_GESTELLTE AUFGABE A:_ Entscheide für jede der Aussagen (i), (ii) und (iii), ob sie mit dem Textabschnitt unten übereinstimmt, und belege jedes Ja oder Nein mit den entscheidenden Worten des Textabschnitts als wörtlichem Zitat. (i) Das Naturthor ist dreizehn Fuß hoch und drei Fuß breit. (ii) Wer zum Schwindel neigt, setzt den Weg zu Fuß fort. (iii) Die Höhle am Steig gilt als vollständig erforscht.

Hier, in Leutschdorf, hat jeder Reisende sich ehrlich zu gestehen, ob er eines schwindelfreien Kopfes Herr ist; wer zum Schwindel neigt, muß, wenn er mit in das Innere der Felsenburg dringen will, hier ein Pferd besteigen und im Bette der San hineinreiten. Die Uebrigen setzen zu Fuß ihren Weg fort, der gleich außerhalb des Dorfs über einen Steg auf das linke Ufer der San springt und nach ungefähr einer Stunde vor einer ungeheuren Naturbastei stehen bleibt. Der Logerfels gebietet hier Halt! Nur wer sich aufs Klettern versteht, benützt die in das Gestein gehauenen Stufen und erklimmt die Höhe. Oben führt der Steig am Eingang zu einer Höhle vorüber, die noch unerforscht sein soll, obwohl der Volksmund behauptet, sie reiche bis nach Kärnthen hinüber und habe im Fellachthale ihre Mündung. Jenseits derselben senkt sich abermals unser Pfad steil zur dunkelgrünen San mit ihren blüthenweißen Schaumspitzen hinab, um den Wanderer bis vor den letzten Felsenwall zu geleiten. Abermals gilt es, über zweihundert Fuß hoch am Felsen hinanzuklimmen, die San unter uns im Abgrund, und nirgends sehen wir die Möglichkeit, weiter zu kommen. Da zeigt sich endlich eine Spalte in der außerdem unübersteiglichen Felswand. Tritt man näher, so hat man ein Naturthor vor sich, das dreizehn Fuß hoch und drei Fuß breit ist; und wenn wir etwa sechs Fuß weit in ihm vorschreiten, stehen wir vor einem tiefen Felsenriß, wie vor einem letzten Wallgraben, über welchen ein schmales Bret führt. Dieses Bret ist die Zugbrücke zur Festung. Auf der ganzen steiermärkischen Seite ist kein anderer Zugang in das Sulzbacher Thal möglich, als durch diese Spalte, die das Volk wegen ihrer Aehnlichkeit mit einem Nadelöhr die Nadel (wendisch: jigla) nennt, und im Bette der San, das jedoch leicht durch Felsbrocken und Baumstämme undurchdringlich zu machen ist, wenn der von längeren Regen, Gewittern oder vom Schneeschmelzen angeschwollene Bergstrom nicht selbst die Benützung seines Bettes verbietet. Wer jenseits des Abgrunds stehend das Bret wegnimmt, hat die einzige Zugbrücke des Bollwerks aufgezogen.

_GESTELLTE AUFGABE B:_ Zähle die Zeilen der Datensätze, die die Zeichenfolge „green“ enthalten, wobei Groß- und Kleinschreibung berücksichtigt wird, und gib nur die Zahl an.

Gespeicherte Datensatzeinträge
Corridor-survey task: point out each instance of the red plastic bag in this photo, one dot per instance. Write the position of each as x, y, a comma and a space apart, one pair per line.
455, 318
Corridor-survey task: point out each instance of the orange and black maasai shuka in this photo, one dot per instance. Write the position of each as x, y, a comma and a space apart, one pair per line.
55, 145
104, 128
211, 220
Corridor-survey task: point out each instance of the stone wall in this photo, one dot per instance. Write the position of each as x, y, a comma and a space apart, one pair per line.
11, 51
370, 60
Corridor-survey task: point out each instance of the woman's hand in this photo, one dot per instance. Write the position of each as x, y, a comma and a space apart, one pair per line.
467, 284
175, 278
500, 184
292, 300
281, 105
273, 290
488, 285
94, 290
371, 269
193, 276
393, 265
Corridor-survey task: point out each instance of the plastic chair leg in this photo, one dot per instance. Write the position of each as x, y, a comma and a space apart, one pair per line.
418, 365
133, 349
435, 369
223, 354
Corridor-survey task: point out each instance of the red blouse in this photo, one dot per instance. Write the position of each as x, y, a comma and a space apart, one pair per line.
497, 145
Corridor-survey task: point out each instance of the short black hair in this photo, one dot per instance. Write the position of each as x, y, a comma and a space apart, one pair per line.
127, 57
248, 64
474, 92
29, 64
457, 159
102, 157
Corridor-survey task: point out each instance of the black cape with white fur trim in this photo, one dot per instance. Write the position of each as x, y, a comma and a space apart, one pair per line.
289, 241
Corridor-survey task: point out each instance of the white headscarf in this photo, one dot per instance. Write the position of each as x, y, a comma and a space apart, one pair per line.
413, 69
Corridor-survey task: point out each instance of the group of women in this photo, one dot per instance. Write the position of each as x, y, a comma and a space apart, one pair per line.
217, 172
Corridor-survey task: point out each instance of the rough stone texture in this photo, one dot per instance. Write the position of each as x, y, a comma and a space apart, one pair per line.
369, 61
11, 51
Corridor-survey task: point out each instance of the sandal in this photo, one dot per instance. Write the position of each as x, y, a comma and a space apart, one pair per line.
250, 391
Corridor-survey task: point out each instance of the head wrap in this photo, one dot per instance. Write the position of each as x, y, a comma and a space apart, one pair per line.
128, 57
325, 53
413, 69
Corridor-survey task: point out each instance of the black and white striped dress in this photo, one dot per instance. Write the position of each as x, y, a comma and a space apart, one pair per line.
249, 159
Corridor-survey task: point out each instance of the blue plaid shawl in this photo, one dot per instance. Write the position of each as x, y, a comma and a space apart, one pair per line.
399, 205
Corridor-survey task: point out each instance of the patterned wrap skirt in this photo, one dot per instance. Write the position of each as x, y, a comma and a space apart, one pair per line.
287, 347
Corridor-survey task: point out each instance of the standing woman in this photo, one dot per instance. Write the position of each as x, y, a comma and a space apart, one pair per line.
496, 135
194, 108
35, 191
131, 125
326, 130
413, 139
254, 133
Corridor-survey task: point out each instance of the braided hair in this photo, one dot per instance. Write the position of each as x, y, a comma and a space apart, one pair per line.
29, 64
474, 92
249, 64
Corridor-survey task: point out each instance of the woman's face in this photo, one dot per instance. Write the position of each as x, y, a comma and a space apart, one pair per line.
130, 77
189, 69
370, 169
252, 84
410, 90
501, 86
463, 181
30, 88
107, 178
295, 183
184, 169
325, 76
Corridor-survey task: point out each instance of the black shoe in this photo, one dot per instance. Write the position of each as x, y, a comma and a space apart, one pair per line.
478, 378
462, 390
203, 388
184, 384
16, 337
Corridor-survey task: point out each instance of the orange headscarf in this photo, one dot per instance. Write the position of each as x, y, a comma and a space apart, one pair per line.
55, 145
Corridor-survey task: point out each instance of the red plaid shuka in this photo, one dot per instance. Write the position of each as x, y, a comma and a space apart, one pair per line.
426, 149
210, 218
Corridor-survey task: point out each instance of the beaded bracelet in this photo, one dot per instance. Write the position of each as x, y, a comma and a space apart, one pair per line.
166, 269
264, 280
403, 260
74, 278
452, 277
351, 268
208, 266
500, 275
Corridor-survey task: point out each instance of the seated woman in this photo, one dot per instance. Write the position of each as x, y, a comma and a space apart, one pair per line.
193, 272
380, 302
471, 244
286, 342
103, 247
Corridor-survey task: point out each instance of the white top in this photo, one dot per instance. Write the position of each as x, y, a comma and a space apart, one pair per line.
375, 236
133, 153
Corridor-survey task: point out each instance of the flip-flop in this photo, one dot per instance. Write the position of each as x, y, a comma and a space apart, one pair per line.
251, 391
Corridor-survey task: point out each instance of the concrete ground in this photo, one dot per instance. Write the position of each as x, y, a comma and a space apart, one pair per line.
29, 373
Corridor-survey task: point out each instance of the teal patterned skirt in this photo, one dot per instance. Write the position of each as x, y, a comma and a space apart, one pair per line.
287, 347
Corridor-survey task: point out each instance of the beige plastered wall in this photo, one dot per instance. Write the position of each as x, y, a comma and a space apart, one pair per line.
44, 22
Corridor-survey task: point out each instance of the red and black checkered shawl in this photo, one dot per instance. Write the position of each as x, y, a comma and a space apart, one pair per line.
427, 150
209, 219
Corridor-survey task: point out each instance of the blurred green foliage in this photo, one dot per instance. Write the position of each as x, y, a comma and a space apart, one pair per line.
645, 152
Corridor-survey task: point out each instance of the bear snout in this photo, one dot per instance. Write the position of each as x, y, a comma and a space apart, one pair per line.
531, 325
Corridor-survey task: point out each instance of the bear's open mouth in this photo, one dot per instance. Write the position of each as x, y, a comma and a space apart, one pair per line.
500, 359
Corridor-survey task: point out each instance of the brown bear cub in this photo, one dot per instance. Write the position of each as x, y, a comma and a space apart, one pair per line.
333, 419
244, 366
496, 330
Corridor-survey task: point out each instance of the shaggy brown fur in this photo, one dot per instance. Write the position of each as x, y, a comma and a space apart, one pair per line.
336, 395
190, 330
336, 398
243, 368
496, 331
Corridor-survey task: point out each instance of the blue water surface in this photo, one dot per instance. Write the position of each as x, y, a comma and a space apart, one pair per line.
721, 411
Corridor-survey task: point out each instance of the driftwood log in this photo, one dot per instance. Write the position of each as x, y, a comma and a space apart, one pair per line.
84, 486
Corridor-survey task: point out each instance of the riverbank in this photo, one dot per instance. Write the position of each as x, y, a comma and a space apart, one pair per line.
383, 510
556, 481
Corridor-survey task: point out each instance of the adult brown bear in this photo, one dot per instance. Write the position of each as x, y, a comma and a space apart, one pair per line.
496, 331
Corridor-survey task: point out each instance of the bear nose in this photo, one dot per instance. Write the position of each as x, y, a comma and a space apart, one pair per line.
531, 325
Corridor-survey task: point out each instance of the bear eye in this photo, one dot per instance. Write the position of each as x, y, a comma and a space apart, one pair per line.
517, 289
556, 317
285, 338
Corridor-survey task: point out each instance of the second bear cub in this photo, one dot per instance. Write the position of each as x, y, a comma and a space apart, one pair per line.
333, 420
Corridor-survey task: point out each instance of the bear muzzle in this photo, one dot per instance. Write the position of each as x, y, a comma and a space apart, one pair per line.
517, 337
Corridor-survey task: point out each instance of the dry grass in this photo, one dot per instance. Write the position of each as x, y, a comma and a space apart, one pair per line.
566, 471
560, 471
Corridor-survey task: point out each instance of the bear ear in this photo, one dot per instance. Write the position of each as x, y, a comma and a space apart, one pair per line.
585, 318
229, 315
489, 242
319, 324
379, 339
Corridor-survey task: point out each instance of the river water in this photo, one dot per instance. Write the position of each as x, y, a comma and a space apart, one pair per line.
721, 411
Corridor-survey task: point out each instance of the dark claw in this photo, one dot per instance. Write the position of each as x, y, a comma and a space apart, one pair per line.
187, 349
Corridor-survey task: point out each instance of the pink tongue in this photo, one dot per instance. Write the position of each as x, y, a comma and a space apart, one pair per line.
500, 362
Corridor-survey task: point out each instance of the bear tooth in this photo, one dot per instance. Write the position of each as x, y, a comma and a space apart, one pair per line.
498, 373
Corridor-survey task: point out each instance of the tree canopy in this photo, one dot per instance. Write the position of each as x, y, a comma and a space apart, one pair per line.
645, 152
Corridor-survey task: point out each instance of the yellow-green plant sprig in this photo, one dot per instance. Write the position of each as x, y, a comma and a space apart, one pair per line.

_FERTIGE ANTWORT A:_
(i) Ja: „das dreizehn Fuß hoch und drei Fuß breit ist“
(ii) Nein: „wer zum Schwindel neigt, muß, wenn er mit in das Innere der Felsenburg dringen will, hier ein Pferd besteigen und im Bette der San hineinreiten“
(iii) Nein: „die noch unerforscht sein soll“

_FERTIGE ANTWORT B:_ 2